BEGIN Extract

If this be the end of political struggles, the design, when executed, in
securing to the individual his estate, and the means of subsistence, may
put an end to the exercise of those very virtues that were required in
conducting its execution. A man who, in concert with his fellow subjects,
contends with usurpation in defence of his estate or his person, may in
that very struggle have found an exertion of great generosity, and of a
vigorous spirit; but he who, under political establishments, supposed to be
fully confirmed, betakes him, because he is safe, to the mere enjoyment of
fortune, has in fact turned to a source of corruption the advantages which
the virtues of the other procured. Individuals, in certain ages, derive
their protection chiefly from the strength of the party to which they
adhere; but in tithes of corruption they flatter themselves; that they may
continue to derive from the public that safety which, in former ages, they
must have owed to their own vigilance and spirit, to the warm attachment of
their friends, and to the exercise of every talent which could render them
respected, feared, or beloved. In one period, therefore, mere circumstances
serve to excite the spirit, and to preserve the manners of men; in another,
great wisdom and zeal for the good of mankind on the part of their leaders,
are required for the same purposes.
Rome, it may be thought, did not die of a lethargy, nor perish by the
remission of her political ardours at home. Her distemper appeared of a
nature more violent and acute. Yet if the virtues of Cato and of Brutus
found an exercise in the dying hour of the republic, the neutrality, and
the cautious retirement of Atticus, found its security in the same
tempestuous season; and the great body of the people lay undisturbed below
the current of a storm, by which the superior ranks of men were destroyed.
In the minds of the people the sense of a public was defaced; and even the
animosity of faction had subsided: they only could share in the commotion,
who were the soldiers of a legion, or the partisans of a leader. But this
state fell not into obscurity for want of eminent men. If at the time of
which we speak, we look only for a few names distinguished in the history
of mankind, there is no period at which the list was more numerous. But
those names became distinguished in the contest for dominion, not in the
exercise of equal rights: the people was corrupted; so great an empire
stood in need of a master.
Republican governments, in general, are in hazard of ruin from the
ascendant of particular factions, and from the mutinous spirit of a
populace, who, being corrupted, are no longer fit to share in the
administration of state. But under other establishments, where liberty may
be more successfully attained if men are corrupted, the national vigour
declines from the abuse of that very security which is procured by the
supposed perfection of public order.

END Extract

§ Requirements
[1] Answer these about the passage on political virtue and corruption:
(a) In one period, what serves to excite the spirit and preserve the manners of men?
(b) Whose virtues found an exercise in the dying hour of the Roman republic?
(c) From what two things are republican governments in general in hazard of ruin?
[2] Write out the passage on political virtue and corruption from "In the minds" up to and including "of a master.".
[3] Extend the passage on political virtue and corruption past its last sentence.

BEGIN Information supplied

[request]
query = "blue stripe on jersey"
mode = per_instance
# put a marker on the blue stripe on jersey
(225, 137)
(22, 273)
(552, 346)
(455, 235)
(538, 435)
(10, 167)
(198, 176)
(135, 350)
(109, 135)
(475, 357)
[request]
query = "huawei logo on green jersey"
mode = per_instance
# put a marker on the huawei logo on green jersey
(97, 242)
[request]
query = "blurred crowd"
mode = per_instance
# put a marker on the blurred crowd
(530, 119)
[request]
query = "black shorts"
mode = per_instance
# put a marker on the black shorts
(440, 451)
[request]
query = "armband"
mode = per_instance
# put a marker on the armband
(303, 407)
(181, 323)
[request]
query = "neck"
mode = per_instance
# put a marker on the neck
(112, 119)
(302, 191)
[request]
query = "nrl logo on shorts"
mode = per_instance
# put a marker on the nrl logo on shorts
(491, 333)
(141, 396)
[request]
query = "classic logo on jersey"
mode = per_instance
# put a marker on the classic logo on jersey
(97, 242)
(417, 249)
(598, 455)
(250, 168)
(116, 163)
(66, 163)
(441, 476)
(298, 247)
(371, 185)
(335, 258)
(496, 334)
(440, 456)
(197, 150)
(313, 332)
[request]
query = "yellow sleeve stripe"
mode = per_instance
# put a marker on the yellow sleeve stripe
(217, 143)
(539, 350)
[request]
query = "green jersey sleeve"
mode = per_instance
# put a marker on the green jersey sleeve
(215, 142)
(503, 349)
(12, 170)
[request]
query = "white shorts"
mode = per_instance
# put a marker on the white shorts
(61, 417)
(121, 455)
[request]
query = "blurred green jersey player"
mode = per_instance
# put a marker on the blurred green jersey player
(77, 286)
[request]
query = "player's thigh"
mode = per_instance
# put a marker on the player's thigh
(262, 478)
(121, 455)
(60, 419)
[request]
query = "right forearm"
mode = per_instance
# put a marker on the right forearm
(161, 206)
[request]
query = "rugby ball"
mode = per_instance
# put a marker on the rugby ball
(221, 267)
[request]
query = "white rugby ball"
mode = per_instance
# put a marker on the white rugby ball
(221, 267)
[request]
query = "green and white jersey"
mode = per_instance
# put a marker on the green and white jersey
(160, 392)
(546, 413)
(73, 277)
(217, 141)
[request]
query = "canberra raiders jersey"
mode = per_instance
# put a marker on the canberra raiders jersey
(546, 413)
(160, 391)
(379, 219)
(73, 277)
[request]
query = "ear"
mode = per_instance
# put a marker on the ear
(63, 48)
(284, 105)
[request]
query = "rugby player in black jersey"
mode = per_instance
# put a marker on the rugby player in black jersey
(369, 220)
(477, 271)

END Information supplied

§ Answers
[1]
(a) Mere circumstances.
(b) Those of Cato and of Brutus.
(c) The ascendant of particular factions, and the mutinous spirit of a corrupted populace.

[2]
In the minds of the people the sense of a public was defaced; and even the
animosity of faction had subsided: they only could share in the commotion,
who were the soldiers of a legion, or the partisans of a leader. But this
state fell not into obscurity for want of eminent men. If at the time of
which we speak, we look only for a few names distinguished in the history
of mankind, there is no period at which the list was more numerous. But
those names became distinguished in the contest for dominion, not in the
exercise of equal rights: the people was corrupted; so great an empire
stood in need of a master.

[3]
A distribution of power and office; an execution of law, by which mutual
encroachments and molestations are brought to an end; by which the person
and the property are, without friends, without cabal, without obligation,
perfectly secured to individuals, does honour to the genius of a nation;
and could not have been fully established, without those exertions of
understanding and integrity, those trials of a resolute and vigorous
spirit, which adorn the annals of a people, and leave to future ages a
subject of just admiration and applause. But if we suppose that the end is
attained, and that men no longer act, in the enjoyment of liberty from
liberal sentiments, or with a view to the preservation of public manners;
if individuals think themselves secure without any attention or effort of
their own; this boasted advantage may be found only to give them an
opportunity of enjoying, at leisure, the conveniencies and necessaries of
life; or, in the language of Cato, teach them to value their houses, their
villas, their statues, and their pictures, at a higher rate than they do
the republic. They may be found to grow tired in secret of a free
constitution, of which they never cease to boast in their conversation, and
which they always neglect in their conduct.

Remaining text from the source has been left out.